**DIRECTION:** Below is a listing. Reproduce the stretch from the line containing "Worker note: The target object is dark" through the line containing "[497,184,540,239]", swapping "Worker note" for "Annotator note" and changing nothing else. Leave the pictures out of your answer.
• • • • •
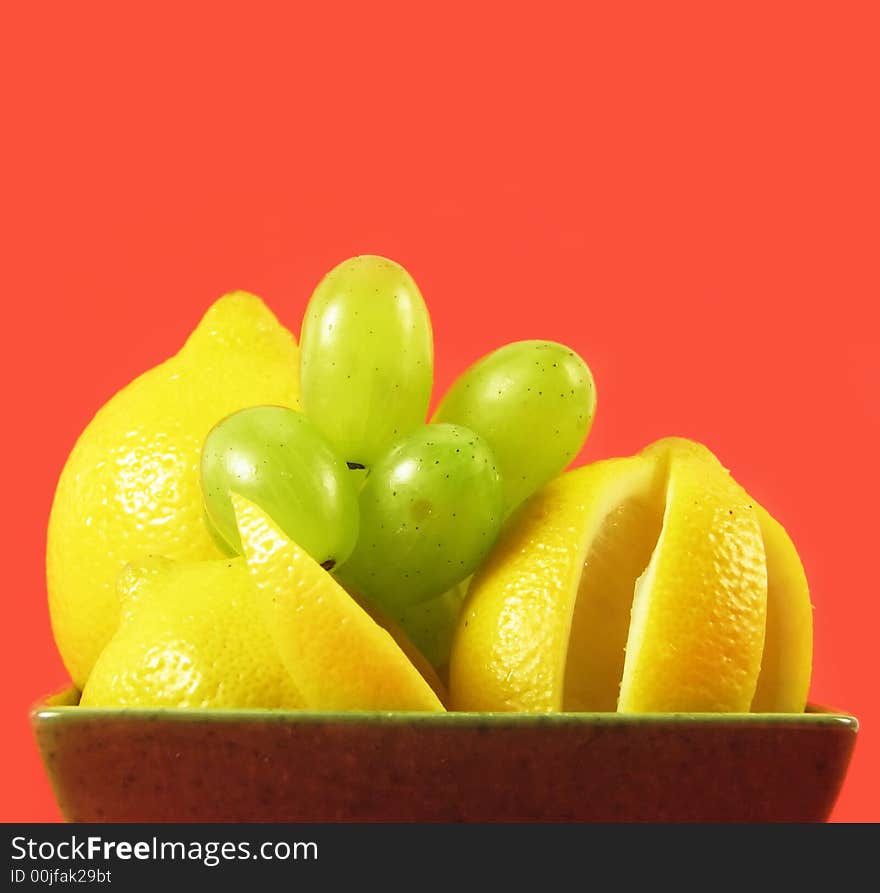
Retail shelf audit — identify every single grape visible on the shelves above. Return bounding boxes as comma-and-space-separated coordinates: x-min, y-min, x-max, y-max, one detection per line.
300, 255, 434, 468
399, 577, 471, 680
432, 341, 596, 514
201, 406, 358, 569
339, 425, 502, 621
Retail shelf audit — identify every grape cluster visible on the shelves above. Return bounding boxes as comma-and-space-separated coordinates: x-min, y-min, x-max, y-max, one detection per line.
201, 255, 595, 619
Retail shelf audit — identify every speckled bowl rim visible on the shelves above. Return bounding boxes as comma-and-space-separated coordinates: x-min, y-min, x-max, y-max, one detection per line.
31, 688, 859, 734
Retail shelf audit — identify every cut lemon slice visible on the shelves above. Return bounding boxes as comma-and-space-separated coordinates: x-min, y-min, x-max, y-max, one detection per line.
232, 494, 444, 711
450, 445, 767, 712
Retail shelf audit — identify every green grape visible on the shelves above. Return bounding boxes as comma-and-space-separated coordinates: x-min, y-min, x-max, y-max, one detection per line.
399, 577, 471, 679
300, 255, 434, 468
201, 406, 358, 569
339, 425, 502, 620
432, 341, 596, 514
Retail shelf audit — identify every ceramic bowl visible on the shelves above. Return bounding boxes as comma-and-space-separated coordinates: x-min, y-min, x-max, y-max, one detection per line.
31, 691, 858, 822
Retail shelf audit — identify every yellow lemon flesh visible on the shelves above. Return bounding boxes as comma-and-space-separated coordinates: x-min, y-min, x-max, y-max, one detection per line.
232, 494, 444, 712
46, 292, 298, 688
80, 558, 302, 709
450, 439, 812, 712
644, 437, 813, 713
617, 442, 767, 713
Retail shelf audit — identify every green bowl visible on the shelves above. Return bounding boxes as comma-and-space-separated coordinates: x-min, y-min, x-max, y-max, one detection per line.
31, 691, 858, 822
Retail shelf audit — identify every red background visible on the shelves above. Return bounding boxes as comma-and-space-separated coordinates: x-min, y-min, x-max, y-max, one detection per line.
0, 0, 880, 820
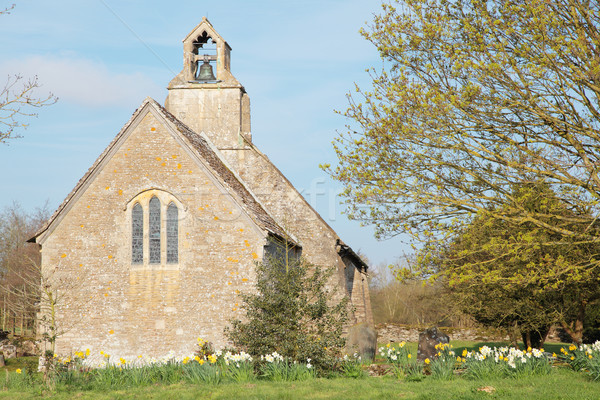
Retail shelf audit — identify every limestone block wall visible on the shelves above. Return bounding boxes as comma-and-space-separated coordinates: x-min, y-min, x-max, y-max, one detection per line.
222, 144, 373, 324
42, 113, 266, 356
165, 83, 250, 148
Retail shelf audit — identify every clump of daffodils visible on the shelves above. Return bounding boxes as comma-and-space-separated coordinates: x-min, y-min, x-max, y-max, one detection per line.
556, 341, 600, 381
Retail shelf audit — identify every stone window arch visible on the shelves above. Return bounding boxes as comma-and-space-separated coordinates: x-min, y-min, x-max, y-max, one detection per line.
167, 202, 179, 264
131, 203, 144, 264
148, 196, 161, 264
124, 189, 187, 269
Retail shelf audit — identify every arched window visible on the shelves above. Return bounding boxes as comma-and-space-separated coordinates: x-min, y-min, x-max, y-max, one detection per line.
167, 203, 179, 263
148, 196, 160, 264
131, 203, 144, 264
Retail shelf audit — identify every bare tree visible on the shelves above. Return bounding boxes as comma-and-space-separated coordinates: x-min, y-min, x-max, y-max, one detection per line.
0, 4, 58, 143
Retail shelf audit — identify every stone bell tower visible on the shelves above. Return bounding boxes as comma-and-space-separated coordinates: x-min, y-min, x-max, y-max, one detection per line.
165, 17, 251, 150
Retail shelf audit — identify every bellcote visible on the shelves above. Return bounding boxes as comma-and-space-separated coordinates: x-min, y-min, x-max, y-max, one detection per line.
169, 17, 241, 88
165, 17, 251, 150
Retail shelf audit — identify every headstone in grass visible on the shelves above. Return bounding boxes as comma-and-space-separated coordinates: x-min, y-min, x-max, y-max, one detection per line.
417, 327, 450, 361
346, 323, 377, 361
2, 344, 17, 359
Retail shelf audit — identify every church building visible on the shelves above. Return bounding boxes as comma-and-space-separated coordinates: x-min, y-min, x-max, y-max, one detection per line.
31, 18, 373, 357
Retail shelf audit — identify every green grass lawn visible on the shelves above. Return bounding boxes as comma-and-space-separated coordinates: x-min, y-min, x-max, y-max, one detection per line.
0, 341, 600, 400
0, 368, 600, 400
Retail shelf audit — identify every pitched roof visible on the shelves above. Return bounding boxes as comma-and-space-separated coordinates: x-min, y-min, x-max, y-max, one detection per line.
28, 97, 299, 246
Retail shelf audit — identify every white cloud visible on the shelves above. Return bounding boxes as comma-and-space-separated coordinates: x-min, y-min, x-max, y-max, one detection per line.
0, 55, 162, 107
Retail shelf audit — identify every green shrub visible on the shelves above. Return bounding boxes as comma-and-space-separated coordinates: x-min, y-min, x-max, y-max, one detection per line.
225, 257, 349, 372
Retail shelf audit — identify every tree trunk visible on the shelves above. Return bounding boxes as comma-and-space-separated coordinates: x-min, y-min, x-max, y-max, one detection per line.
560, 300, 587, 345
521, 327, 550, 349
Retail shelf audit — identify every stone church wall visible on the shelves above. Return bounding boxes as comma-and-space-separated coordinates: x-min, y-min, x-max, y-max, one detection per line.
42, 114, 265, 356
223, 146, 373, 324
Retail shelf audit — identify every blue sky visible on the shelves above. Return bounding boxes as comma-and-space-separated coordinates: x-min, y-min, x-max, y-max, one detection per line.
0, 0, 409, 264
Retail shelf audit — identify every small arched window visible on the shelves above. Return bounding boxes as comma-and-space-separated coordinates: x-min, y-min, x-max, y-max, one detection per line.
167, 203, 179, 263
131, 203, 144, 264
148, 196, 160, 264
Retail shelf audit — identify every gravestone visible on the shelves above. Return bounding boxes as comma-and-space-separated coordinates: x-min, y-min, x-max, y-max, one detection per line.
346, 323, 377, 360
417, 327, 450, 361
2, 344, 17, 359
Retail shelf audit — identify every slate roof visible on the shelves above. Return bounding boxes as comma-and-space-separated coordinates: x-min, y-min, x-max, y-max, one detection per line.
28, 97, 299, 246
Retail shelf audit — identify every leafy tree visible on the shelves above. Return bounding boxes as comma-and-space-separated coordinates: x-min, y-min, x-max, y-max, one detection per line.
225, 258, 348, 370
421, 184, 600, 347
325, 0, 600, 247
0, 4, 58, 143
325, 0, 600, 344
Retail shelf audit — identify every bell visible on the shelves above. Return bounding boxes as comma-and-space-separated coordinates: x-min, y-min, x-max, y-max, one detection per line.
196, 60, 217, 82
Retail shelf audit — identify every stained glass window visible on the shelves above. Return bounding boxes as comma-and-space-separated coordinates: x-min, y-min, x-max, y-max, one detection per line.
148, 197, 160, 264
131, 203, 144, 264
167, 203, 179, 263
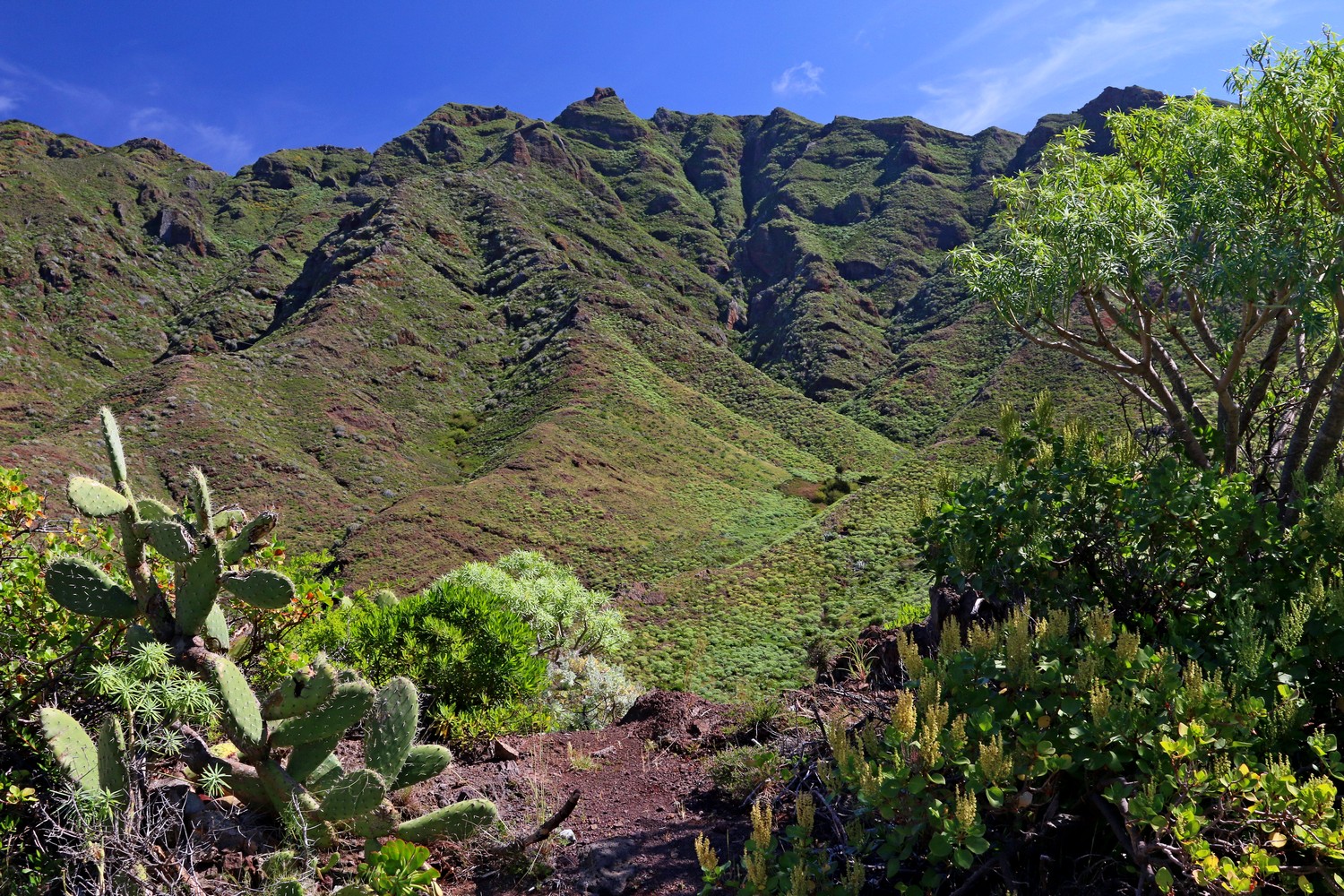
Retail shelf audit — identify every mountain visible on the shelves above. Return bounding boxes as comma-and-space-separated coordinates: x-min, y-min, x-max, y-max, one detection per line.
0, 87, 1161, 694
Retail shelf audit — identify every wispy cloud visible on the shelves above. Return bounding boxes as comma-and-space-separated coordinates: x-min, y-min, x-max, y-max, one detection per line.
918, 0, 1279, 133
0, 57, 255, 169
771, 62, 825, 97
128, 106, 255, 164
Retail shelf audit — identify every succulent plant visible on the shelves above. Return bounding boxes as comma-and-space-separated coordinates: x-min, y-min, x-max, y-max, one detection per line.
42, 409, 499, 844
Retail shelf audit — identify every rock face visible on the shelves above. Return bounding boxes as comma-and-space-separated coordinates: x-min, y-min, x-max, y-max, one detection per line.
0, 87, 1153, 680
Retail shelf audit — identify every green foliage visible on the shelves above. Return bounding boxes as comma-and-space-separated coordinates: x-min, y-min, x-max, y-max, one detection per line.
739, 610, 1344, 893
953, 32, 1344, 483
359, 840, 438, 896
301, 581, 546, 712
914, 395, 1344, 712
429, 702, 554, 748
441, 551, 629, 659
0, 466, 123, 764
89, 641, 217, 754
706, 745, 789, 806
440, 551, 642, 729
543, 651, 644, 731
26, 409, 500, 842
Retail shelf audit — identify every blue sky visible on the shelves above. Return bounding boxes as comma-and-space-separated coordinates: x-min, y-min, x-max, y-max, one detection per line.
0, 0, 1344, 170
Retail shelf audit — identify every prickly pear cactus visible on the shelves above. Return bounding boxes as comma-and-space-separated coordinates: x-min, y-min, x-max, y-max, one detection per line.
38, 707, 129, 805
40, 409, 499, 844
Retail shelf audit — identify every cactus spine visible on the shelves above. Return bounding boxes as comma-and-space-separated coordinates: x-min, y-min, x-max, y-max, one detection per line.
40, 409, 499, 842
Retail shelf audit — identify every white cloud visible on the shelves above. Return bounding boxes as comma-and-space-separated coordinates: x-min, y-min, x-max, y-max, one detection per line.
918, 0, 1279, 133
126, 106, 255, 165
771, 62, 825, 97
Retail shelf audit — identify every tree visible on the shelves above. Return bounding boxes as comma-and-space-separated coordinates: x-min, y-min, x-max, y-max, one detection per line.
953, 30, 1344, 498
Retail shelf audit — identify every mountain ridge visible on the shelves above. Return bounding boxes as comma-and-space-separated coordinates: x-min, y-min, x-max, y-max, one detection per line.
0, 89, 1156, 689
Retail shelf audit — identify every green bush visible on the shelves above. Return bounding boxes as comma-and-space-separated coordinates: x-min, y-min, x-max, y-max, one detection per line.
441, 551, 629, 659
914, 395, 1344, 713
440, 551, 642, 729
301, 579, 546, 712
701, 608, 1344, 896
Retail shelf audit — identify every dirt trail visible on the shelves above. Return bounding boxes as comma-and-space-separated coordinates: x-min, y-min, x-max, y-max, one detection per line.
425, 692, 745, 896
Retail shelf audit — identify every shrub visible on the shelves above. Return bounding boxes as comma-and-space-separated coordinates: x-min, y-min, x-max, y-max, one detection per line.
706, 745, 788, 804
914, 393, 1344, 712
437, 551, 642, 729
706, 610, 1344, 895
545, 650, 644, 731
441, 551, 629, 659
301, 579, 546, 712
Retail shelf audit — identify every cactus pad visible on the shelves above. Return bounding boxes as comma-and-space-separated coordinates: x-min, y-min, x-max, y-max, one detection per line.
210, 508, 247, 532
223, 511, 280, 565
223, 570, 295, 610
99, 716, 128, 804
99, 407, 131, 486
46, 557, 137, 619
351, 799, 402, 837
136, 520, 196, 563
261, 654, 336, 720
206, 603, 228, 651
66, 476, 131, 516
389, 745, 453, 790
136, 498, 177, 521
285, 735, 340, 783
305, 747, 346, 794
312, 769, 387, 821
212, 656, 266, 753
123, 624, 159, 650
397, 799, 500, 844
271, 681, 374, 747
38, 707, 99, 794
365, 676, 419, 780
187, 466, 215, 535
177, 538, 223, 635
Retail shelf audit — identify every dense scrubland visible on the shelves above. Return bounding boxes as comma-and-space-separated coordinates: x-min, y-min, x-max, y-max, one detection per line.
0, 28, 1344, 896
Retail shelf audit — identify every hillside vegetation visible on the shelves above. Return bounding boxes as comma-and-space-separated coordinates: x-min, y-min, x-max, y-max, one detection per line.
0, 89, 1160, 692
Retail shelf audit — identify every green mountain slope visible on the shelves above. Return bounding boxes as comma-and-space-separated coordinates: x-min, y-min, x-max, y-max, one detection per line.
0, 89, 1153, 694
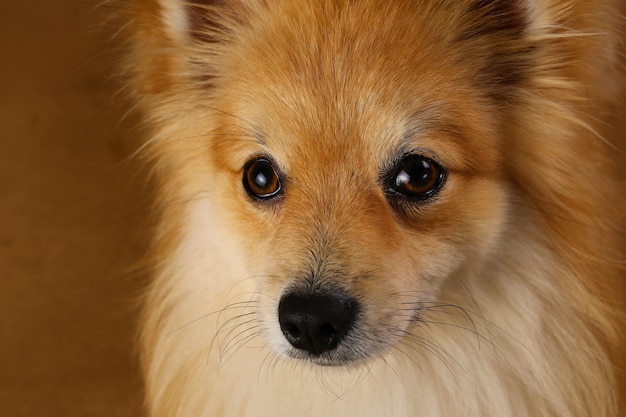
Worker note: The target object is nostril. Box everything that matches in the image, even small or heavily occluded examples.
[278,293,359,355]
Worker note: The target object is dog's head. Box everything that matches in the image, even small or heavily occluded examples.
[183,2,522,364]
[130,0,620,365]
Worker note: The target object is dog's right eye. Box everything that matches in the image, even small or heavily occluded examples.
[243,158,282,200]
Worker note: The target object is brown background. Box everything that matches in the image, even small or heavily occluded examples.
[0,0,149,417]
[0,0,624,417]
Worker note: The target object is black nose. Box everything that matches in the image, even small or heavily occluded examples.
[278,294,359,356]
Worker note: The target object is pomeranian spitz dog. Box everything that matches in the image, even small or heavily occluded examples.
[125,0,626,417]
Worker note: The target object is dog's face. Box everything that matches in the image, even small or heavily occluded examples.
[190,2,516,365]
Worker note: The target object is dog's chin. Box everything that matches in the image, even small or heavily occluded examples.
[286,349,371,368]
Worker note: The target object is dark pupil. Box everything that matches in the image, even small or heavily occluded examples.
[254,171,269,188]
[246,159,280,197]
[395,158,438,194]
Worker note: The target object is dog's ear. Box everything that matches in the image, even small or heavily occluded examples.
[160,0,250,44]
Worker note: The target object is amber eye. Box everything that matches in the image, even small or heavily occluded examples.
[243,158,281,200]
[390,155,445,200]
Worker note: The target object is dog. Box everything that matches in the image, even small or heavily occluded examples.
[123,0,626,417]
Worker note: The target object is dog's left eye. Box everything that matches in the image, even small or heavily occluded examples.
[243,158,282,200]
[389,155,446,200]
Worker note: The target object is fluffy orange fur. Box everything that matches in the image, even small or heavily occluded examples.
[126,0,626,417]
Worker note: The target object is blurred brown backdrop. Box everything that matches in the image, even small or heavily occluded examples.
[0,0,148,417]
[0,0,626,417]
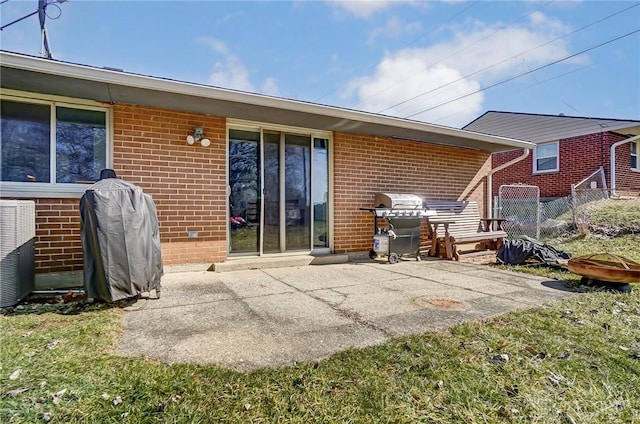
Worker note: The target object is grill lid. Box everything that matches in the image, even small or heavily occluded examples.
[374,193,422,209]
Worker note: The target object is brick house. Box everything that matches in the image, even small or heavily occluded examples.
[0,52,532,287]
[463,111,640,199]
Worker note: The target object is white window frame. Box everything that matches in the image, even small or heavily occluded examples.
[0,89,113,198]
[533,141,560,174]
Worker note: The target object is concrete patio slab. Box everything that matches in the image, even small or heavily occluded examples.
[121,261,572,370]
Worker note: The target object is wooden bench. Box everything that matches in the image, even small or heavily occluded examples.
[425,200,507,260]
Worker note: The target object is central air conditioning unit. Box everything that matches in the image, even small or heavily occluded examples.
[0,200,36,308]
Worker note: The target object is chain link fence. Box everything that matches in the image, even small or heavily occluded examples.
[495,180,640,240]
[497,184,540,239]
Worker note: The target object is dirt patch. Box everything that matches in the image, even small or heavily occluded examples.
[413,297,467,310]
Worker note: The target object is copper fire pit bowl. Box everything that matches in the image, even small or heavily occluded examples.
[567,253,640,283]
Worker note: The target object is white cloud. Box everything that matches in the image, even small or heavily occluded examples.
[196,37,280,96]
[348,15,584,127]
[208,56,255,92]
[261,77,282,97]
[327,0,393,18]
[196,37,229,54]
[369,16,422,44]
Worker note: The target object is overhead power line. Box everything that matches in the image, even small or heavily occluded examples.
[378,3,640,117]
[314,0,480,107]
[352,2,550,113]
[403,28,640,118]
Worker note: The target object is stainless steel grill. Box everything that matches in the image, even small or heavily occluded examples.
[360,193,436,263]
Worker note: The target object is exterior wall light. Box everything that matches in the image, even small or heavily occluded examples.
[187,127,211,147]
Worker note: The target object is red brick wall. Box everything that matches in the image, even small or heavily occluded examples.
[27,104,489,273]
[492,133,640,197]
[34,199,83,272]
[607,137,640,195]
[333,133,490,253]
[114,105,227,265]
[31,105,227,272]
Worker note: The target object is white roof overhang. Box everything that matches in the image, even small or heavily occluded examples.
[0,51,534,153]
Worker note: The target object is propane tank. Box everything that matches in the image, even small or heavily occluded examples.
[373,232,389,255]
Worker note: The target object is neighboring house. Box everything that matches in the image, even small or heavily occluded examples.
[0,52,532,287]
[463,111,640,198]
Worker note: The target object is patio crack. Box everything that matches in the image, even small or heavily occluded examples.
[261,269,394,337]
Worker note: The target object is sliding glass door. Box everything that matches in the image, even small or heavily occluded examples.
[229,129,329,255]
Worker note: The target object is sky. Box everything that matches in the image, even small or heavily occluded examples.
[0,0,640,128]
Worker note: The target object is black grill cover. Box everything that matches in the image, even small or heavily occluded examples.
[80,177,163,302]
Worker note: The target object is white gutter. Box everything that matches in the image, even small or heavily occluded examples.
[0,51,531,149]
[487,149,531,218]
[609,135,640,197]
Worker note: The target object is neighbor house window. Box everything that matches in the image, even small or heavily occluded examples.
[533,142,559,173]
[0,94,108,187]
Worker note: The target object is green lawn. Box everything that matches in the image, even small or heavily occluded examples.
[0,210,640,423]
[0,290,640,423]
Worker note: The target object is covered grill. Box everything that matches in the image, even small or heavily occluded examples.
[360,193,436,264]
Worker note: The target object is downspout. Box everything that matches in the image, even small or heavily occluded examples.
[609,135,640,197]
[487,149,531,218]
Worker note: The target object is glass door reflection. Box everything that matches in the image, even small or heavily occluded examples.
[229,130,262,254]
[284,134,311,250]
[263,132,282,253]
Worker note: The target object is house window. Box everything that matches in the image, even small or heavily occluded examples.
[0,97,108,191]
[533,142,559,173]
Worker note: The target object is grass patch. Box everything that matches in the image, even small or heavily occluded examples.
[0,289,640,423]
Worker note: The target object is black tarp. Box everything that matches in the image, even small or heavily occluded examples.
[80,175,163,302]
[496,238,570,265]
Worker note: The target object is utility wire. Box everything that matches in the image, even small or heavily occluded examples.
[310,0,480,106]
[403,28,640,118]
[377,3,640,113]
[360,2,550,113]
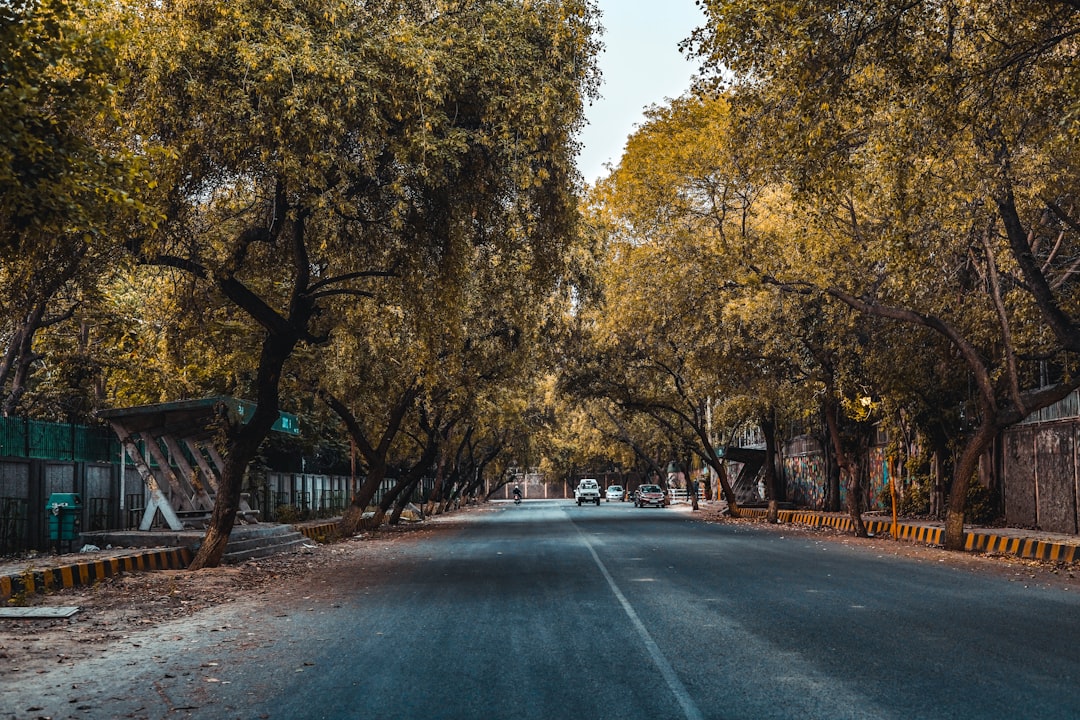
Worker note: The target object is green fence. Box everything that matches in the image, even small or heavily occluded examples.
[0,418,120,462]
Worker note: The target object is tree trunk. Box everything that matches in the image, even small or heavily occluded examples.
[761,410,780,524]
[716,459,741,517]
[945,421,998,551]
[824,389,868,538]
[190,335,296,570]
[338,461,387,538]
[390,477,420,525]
• • • • •
**ANSWER TO THE PROBLEM:**
Annotator note: The target object is dark pupil. Box everything that matches in the image, even small or heavily occluded examples.
[254,171,269,188]
[246,159,280,197]
[395,158,438,194]
Annotator note: The target object is dog's ear. Box everything that matches in the image, even small or heavily occluded examples.
[160,0,250,44]
Annotator note: The target object is amber eye. Box everything that matches in the image, even small or heavily occluded examples.
[243,158,281,200]
[390,155,445,200]
Annotator note: The target object is dog. Box everything that matches in the image, even small or heavily occluded examples.
[123,0,626,417]
Annotator note: The target object is dog's left eye. Box everything that matches in the image, even small or heavily occluded examples.
[243,158,282,200]
[389,155,446,200]
Annotator note: The target object is fluffy orange fur. Box everything that matches in the image, even small or heavily occluded examples.
[126,0,626,417]
Annotator note: The target object is blurred brown backdrop. Box everything that matches in the image, even small or heavily occluded examples.
[0,0,148,417]
[0,0,626,417]
Annotator note: The target object is grill lid. Box everything that matches in the image, even small or heavily occluded examples.
[374,193,422,209]
Annotator note: The target object is brick house. Box everything that matches in the image, even small or heavily occluded examples.
[0,52,532,287]
[463,111,640,199]
Annotator note: The target object is white window frame. Box everything that matches in the image, even small or heavily occluded examples.
[0,89,113,198]
[533,141,560,174]
Annotator note: The target object is concrete patio slab. Box everything that matches in the image, even small or heavily occluded examples.
[121,261,572,370]
Annotator note: The target object is wooden bench. Box everything that matches in the image, even small or heavily occluded examples.
[425,200,507,260]
Annotator note: The target object is central air conditioning unit. Box everything that matches in the image, even small or heavily occluded examples.
[0,200,36,308]
Annotator note: The target object is chain link fence. Box everything that matches in the image, even small or heavily occluded examples.
[495,180,640,240]
[497,184,540,239]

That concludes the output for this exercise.